> _Assigned task_:
Please return every line of the records below that contains the word "digital".

[Data shown — start]

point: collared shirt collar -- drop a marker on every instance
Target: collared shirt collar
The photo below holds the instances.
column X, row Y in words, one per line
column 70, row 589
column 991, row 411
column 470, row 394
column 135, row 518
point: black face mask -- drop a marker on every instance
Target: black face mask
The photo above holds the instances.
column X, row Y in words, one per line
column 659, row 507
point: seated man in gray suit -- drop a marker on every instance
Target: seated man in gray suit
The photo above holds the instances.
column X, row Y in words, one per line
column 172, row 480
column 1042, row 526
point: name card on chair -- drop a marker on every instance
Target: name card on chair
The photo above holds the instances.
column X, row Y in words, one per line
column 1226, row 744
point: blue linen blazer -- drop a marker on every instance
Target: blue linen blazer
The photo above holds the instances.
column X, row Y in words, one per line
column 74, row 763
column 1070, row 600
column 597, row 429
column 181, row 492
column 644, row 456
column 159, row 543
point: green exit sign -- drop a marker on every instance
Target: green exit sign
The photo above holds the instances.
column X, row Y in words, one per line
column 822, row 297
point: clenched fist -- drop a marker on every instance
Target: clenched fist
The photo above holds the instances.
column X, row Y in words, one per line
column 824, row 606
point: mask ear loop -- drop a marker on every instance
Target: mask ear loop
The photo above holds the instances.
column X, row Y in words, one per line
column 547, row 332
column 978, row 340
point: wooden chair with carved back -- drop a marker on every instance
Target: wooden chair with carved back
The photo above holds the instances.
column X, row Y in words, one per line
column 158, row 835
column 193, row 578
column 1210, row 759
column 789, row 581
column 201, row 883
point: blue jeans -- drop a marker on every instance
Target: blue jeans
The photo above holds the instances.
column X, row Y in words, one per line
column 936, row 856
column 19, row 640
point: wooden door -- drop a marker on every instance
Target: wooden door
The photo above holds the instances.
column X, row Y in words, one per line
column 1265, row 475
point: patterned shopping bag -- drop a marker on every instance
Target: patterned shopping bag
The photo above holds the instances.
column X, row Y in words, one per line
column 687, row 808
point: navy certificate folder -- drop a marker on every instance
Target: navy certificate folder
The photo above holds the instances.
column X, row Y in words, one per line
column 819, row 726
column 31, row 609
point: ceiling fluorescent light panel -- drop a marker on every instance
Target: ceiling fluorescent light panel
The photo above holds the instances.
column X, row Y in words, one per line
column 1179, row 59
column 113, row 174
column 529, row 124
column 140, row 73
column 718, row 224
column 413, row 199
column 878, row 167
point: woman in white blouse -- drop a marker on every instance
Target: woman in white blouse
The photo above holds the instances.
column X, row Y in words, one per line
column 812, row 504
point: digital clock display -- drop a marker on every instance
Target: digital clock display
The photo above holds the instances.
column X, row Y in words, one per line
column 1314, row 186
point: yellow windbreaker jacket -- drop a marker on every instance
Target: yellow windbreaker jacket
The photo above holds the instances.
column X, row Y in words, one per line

[Data shown — finish]

> _Result below_:
point: digital clock display -- drop a marker on every instance
Target: digital clock display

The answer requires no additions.